What you need to do: Without pictures, output exactly the lines running from the line containing "Annotation task — mark the green" to the end of the listing below.

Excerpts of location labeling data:
## Begin

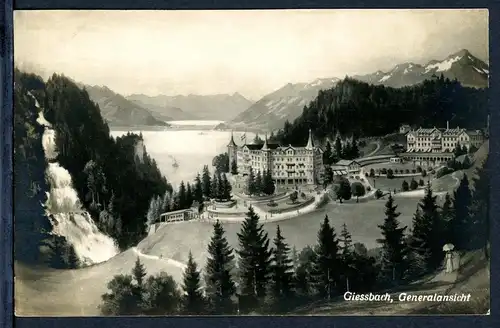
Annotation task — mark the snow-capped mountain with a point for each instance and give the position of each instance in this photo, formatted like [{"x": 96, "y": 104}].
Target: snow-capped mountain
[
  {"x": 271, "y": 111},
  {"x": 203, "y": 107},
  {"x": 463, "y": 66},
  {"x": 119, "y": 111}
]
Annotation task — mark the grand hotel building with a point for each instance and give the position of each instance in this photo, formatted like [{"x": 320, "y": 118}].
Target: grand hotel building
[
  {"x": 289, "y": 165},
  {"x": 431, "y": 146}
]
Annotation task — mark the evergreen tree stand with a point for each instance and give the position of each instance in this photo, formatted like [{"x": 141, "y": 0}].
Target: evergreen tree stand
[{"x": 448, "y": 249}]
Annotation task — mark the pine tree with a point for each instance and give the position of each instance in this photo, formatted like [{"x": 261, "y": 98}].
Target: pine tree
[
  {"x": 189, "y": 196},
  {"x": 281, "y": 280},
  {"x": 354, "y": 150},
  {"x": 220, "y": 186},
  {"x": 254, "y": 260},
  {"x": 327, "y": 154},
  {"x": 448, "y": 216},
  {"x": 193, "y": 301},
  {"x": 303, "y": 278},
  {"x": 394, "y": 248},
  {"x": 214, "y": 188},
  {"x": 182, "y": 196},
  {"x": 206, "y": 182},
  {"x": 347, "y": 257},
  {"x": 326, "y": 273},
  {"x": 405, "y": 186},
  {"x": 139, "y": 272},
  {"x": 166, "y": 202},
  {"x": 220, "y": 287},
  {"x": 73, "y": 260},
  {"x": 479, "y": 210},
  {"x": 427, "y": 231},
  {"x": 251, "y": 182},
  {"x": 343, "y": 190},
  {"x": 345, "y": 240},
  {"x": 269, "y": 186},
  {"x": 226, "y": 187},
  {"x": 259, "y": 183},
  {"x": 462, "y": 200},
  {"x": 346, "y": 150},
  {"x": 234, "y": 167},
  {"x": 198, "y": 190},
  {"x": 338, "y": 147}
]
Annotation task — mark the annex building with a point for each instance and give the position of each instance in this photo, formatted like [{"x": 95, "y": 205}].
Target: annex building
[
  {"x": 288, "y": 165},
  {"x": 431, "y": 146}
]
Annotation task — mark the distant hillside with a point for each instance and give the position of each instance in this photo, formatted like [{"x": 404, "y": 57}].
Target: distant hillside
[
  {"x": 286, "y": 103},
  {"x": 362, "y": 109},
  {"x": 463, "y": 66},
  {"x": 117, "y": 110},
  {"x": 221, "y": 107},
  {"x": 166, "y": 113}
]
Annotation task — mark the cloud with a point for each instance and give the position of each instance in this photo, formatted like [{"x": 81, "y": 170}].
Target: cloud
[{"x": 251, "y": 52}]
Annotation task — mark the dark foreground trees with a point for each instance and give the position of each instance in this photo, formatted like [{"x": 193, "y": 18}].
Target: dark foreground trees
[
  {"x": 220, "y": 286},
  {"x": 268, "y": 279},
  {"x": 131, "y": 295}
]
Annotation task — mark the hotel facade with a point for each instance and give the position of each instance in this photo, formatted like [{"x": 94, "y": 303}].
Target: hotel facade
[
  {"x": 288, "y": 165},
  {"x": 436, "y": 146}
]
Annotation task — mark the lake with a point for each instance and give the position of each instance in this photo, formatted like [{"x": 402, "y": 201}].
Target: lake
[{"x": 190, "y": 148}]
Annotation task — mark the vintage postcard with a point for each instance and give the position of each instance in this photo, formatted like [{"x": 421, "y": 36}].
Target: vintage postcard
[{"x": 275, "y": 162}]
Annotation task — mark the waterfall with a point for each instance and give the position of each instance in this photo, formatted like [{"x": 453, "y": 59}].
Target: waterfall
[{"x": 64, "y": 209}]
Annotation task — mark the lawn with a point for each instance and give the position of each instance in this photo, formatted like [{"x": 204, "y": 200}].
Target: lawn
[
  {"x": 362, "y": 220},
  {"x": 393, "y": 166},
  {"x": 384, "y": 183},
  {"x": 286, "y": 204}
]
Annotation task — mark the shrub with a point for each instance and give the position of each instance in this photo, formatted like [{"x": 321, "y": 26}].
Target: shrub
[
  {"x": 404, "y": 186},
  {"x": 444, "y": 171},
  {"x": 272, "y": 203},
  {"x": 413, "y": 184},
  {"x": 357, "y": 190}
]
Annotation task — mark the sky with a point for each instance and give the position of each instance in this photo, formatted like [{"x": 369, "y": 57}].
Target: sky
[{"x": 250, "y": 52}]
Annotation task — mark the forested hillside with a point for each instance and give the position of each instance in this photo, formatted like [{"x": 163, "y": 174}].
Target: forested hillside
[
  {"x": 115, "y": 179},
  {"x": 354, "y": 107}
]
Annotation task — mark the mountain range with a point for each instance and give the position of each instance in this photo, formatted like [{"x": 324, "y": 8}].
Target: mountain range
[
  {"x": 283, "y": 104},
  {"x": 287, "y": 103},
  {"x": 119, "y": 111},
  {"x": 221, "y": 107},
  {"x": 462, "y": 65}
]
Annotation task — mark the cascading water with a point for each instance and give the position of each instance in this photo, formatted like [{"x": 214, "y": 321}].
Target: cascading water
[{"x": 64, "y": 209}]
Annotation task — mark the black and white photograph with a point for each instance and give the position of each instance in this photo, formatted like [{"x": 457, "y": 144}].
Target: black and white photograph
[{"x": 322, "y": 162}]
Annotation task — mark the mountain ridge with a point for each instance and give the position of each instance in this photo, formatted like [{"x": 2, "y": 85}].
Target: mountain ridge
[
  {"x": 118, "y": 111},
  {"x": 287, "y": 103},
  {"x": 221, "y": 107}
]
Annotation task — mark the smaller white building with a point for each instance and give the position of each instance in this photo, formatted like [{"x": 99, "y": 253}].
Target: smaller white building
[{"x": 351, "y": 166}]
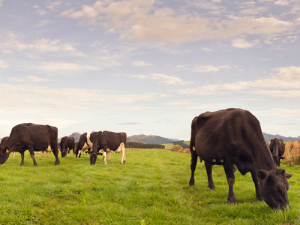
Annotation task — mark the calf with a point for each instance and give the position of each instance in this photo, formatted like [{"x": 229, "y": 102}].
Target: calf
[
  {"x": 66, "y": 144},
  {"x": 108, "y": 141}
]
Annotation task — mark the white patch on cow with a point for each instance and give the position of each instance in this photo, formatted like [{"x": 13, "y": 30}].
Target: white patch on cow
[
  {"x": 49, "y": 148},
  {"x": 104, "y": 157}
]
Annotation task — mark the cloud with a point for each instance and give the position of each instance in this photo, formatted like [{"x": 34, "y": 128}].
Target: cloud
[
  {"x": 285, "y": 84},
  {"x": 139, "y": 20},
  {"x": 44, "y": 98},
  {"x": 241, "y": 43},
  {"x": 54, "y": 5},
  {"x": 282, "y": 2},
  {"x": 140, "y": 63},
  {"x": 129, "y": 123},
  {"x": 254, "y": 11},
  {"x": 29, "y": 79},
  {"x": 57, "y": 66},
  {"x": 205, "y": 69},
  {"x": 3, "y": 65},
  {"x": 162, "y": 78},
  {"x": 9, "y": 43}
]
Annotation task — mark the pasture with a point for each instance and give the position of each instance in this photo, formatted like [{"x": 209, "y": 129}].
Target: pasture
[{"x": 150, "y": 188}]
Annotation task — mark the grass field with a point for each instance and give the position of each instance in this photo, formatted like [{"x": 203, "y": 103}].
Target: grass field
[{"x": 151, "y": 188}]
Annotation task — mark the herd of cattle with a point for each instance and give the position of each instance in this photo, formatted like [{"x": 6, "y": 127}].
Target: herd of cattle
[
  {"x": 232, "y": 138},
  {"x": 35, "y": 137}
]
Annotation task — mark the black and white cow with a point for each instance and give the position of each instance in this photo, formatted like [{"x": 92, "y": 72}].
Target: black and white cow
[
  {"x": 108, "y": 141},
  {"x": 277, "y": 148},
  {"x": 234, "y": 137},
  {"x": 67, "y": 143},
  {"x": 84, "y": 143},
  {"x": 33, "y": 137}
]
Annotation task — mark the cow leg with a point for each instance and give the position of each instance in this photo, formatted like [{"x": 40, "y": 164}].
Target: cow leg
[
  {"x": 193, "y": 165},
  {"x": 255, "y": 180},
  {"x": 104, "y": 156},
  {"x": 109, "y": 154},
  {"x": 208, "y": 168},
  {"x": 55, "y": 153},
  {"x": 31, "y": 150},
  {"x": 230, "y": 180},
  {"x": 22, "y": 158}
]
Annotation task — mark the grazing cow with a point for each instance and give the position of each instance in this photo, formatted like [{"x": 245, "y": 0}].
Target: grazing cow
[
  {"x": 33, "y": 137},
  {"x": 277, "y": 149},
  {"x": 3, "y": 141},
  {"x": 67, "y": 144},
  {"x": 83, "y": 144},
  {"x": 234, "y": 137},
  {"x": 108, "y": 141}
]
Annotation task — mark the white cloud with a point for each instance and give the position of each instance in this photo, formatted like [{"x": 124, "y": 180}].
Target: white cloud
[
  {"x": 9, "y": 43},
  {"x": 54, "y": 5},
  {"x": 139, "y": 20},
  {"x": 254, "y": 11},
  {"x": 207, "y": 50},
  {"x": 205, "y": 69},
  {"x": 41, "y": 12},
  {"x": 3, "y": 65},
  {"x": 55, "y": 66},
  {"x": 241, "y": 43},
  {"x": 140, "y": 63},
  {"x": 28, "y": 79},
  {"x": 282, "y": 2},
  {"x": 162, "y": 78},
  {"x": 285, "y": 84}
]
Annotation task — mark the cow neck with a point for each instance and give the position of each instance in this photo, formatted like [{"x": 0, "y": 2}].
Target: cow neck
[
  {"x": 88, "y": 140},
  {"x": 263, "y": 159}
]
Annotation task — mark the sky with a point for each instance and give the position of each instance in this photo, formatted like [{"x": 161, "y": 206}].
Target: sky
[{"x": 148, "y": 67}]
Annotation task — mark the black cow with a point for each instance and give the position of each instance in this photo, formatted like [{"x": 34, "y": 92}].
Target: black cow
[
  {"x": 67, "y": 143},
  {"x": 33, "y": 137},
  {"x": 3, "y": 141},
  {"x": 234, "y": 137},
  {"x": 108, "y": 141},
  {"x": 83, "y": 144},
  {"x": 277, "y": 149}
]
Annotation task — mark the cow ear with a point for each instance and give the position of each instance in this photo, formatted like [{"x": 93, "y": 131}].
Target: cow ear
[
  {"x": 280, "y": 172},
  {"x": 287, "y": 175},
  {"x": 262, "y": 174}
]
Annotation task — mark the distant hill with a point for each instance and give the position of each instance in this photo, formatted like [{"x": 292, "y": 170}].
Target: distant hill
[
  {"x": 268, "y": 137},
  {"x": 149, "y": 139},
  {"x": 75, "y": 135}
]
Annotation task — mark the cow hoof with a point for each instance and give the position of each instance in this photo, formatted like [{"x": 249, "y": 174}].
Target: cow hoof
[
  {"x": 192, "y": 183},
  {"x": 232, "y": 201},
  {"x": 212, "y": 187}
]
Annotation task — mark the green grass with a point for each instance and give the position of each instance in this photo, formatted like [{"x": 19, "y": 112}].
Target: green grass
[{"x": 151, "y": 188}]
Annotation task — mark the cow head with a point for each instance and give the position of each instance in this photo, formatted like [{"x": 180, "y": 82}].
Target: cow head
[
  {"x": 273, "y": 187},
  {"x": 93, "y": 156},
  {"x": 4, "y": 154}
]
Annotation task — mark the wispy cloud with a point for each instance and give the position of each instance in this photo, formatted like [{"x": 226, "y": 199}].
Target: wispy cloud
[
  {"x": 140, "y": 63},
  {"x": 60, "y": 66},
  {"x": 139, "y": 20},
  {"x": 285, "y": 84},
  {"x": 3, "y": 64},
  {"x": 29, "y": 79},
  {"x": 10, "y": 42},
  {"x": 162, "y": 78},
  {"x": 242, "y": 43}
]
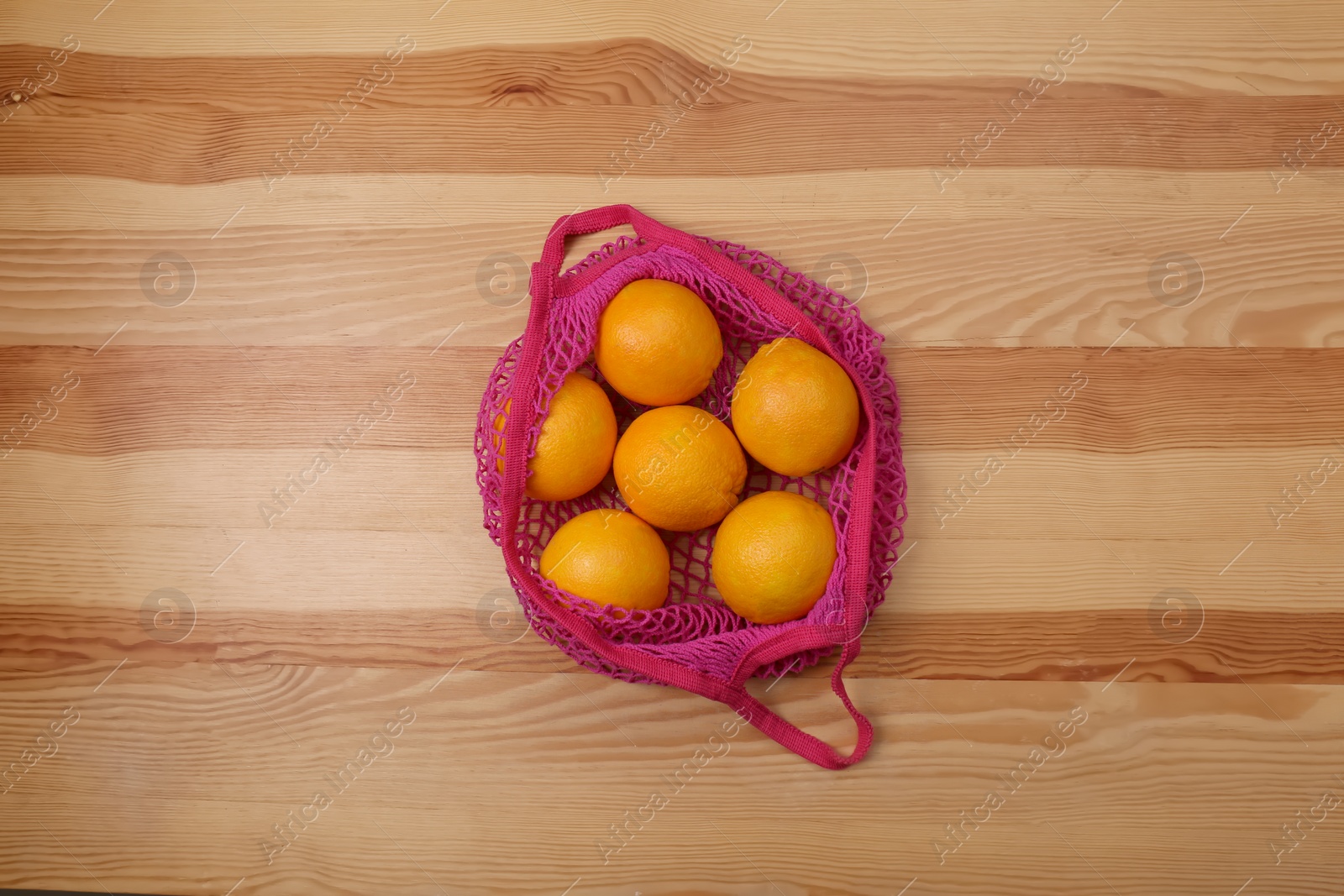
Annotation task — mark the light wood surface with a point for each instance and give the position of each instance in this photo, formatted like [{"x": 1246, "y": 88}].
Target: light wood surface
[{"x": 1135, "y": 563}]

## End

Exercise solution:
Annotation task — mark the green grass with a point for each instance and give the position of each instance in this photo, formatted like [{"x": 19, "y": 112}].
Target: green grass
[{"x": 151, "y": 188}]
Annotation task — mark the cow head with a point for each instance and give the position of each instance in this photo, formatted like [{"x": 180, "y": 82}].
Target: cow head
[
  {"x": 273, "y": 187},
  {"x": 93, "y": 156},
  {"x": 4, "y": 154}
]
Annotation task — mark the wispy cloud with a point for each instance and give the position of each instance in this photo, formatted like [{"x": 226, "y": 199}].
Target: wispy cloud
[
  {"x": 140, "y": 63},
  {"x": 60, "y": 66},
  {"x": 139, "y": 20},
  {"x": 285, "y": 84},
  {"x": 3, "y": 64},
  {"x": 29, "y": 79},
  {"x": 10, "y": 42},
  {"x": 162, "y": 78},
  {"x": 242, "y": 43}
]
Annotation task — mark the light wood surface with a point for each instance and give the position of each instance in this photo, formatted like [{"x": 1246, "y": 88}].
Target: light wood surface
[{"x": 1135, "y": 563}]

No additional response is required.